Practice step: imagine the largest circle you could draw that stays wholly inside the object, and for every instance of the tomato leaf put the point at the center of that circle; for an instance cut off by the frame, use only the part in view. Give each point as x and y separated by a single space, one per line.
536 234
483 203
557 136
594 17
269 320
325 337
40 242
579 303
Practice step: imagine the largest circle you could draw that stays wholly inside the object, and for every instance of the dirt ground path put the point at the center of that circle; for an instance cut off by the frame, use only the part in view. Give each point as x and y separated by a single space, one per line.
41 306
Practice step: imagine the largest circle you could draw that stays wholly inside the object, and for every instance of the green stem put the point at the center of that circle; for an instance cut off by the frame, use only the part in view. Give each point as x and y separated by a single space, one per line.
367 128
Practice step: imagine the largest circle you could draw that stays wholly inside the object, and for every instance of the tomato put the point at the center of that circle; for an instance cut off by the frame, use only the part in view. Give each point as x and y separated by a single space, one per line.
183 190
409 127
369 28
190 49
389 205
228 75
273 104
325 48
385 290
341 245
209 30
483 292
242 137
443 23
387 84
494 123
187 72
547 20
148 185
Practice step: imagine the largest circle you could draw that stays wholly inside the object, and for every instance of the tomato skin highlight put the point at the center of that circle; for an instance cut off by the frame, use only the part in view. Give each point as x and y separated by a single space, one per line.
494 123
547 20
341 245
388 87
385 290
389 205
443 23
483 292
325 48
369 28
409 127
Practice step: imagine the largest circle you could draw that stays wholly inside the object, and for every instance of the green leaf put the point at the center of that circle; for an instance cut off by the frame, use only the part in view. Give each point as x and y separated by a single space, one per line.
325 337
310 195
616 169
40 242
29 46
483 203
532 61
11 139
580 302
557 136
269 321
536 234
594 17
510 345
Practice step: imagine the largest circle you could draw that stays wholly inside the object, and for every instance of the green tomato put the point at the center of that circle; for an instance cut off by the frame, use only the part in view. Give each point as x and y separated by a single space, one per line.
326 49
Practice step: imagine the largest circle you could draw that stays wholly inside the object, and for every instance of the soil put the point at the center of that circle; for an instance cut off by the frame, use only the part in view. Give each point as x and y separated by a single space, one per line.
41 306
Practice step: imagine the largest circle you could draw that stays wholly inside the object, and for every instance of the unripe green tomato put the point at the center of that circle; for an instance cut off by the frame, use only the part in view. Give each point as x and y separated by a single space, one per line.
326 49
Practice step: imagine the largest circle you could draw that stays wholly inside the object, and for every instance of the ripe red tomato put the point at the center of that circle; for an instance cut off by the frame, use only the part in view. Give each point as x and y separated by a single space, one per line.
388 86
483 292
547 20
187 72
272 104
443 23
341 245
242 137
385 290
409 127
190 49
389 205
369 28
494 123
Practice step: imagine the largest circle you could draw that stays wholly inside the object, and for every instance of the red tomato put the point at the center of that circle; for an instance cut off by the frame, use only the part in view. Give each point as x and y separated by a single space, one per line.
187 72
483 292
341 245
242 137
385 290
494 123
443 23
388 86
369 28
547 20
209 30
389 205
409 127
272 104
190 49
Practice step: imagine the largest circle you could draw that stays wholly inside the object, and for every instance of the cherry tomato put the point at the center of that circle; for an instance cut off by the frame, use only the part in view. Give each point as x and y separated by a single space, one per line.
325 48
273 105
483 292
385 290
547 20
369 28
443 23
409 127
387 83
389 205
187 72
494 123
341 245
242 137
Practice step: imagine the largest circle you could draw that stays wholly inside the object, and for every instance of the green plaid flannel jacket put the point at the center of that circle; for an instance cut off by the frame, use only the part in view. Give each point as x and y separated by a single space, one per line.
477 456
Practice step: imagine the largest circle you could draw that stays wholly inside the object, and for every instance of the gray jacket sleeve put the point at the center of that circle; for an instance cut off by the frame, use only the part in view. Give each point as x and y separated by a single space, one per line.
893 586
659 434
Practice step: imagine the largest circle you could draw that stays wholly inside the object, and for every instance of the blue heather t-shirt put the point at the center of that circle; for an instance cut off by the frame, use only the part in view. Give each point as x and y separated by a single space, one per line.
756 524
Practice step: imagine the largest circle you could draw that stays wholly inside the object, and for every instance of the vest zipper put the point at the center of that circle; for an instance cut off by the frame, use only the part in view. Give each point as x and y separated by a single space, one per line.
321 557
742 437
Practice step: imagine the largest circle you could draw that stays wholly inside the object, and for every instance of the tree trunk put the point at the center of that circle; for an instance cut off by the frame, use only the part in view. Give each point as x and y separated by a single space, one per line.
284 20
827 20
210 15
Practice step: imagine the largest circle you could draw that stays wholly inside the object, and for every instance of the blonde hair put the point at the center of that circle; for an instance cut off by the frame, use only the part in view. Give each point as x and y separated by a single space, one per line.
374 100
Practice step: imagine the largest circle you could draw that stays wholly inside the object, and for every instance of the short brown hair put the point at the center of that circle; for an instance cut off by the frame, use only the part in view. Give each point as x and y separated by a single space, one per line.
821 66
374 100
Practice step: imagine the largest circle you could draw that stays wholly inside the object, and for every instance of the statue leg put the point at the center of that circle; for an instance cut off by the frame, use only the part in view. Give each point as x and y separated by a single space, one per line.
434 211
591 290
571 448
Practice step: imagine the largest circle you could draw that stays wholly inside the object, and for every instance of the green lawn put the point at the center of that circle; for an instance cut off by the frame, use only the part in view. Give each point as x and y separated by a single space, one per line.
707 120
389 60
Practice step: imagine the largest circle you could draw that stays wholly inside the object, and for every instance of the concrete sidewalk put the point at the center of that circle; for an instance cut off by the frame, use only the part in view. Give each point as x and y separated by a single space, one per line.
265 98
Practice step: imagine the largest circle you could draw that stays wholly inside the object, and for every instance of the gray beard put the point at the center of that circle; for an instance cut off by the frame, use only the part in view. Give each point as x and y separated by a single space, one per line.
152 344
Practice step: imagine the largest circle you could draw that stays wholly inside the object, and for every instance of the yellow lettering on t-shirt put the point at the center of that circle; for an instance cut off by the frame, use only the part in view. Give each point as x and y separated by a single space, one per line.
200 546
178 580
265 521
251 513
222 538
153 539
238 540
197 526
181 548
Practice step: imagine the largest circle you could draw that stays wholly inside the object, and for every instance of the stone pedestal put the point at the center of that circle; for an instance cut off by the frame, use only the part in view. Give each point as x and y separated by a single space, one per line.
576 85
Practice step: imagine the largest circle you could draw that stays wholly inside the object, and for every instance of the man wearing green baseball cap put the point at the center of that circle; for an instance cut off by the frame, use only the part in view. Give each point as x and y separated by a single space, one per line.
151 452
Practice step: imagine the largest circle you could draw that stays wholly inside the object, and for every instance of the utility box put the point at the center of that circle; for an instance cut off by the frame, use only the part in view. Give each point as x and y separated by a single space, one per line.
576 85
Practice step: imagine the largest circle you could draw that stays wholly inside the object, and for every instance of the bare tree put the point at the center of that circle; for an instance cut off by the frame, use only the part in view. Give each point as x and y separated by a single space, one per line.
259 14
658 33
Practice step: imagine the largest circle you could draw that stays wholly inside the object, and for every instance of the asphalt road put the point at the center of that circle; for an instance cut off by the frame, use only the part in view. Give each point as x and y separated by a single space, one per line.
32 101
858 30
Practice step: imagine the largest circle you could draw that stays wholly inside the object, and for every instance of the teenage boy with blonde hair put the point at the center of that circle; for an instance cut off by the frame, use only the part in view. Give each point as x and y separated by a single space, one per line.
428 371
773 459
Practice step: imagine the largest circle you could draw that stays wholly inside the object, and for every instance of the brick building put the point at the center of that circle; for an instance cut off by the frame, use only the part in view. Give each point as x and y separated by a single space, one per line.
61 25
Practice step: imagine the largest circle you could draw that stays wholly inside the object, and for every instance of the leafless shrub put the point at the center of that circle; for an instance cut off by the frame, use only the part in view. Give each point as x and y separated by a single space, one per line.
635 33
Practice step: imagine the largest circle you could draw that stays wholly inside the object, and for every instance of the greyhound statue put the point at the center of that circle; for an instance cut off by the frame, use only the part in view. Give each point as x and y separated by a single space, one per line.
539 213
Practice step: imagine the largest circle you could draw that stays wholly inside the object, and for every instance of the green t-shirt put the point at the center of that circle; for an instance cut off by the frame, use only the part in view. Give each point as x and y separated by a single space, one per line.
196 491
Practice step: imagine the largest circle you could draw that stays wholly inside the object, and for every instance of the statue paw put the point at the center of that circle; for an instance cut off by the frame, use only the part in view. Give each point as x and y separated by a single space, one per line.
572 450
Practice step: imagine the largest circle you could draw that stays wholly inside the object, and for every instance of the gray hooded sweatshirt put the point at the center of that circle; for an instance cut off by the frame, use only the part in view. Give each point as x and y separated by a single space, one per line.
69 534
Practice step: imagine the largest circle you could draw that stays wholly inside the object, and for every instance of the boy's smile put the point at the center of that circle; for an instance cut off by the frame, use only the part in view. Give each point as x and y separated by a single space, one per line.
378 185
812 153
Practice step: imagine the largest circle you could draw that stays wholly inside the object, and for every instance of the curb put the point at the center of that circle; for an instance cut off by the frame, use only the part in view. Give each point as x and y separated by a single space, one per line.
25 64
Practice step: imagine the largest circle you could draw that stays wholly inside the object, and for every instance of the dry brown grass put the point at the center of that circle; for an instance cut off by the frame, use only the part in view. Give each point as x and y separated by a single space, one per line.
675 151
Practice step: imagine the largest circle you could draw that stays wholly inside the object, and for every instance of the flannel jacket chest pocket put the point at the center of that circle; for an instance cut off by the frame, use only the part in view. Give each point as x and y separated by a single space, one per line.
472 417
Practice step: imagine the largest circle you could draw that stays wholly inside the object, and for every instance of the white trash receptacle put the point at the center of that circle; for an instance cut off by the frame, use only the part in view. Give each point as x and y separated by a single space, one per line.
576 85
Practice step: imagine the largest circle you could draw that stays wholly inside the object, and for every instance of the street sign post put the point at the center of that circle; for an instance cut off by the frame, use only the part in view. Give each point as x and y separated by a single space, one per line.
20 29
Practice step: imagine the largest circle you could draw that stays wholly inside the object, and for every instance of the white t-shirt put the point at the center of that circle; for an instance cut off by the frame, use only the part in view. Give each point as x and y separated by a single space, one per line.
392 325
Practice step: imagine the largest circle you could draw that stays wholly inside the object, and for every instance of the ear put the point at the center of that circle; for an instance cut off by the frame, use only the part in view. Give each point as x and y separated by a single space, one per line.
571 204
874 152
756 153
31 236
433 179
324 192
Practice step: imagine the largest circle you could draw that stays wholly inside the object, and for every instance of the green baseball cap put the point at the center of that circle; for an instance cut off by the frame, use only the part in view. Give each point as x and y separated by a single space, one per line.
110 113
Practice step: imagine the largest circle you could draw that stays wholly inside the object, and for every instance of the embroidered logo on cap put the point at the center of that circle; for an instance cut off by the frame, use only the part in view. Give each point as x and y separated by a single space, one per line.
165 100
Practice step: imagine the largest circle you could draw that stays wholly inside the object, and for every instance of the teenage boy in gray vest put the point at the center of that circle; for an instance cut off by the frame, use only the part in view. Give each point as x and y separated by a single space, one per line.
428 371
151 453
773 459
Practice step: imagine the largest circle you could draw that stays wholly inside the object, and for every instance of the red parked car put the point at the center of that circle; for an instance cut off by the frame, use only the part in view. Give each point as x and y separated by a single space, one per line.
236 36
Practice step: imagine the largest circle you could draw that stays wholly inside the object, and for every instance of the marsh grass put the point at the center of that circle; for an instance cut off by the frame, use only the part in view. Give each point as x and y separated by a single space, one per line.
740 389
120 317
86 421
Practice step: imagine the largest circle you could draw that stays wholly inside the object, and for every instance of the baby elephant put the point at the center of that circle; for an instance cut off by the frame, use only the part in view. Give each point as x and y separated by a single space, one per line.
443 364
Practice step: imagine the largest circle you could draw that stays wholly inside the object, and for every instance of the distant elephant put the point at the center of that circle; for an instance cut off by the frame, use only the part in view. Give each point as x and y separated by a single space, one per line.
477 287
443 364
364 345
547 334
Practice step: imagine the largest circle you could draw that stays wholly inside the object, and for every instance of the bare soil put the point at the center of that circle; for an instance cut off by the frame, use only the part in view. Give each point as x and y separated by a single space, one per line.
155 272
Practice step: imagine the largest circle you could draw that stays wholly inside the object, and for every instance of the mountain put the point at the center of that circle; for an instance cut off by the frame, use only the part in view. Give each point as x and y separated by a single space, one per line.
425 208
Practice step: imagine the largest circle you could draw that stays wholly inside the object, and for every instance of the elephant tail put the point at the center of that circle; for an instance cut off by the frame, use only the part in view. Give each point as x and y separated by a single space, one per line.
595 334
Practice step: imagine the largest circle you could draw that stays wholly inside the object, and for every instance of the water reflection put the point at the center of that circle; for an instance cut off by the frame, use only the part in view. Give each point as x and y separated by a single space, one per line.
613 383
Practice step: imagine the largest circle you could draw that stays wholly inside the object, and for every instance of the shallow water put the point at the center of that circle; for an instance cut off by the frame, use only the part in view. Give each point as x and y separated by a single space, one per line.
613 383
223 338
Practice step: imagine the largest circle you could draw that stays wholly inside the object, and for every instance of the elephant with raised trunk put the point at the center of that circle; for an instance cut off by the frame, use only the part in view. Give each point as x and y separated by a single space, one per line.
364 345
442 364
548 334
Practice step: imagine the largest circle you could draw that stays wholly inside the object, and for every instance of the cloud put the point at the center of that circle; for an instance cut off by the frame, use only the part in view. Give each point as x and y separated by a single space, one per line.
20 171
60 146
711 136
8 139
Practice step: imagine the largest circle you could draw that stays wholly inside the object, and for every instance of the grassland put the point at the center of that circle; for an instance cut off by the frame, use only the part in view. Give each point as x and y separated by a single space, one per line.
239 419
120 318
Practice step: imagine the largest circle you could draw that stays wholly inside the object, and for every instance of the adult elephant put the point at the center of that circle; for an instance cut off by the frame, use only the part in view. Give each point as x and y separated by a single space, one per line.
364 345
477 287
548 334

— Short problem —
Using the records above, please retype only the run of lines from the line holding "of the shallow" through the last line, both ends included.

— Finished exercise —
Practice step: imagine the largest circle you could draw that stays wholly inside the object, and for every instance of the shallow water put the point at the center of that circle; for an instance cut off by the frame, use only the part in view. Give each point as x and y separated by a single space, one per line.
613 383
223 338
Practice step: imagine the largest circle you could draw that stays wholly inside the object, and for every instance of the elephant with raised trunk put the point at the center of that circle; for an instance cut off by the frame, use only the part in view. Give each point as x and y separated by a single space, one per line.
364 345
442 364
548 334
Practice step: imagine the largest circle you could draw that stays wholly inside the object, and for every instance of the cloud put the point at the center of that circle; for an instance cut off by the frame, use only the part in view. Give each point as x and y separated by a single space, one per line.
20 171
60 146
711 136
8 139
Practice step: imagine the largest circle you could draw that stays wholly inside the object, and for every instance of the grassland put the point at the center of that circle; for an instance cut off by the frame, use only the part in view. Give each point as x and y separated by a single space, one per line.
239 419
120 318
Practice step: imagine the largest circle you could draw that stays wholly inside the object, and for every instance of the adult elephant put the point at the center of that circle; for an instance cut off by the frame, use only the part in view. Give each point as x and y separated by a single space, one per line.
364 345
477 287
548 334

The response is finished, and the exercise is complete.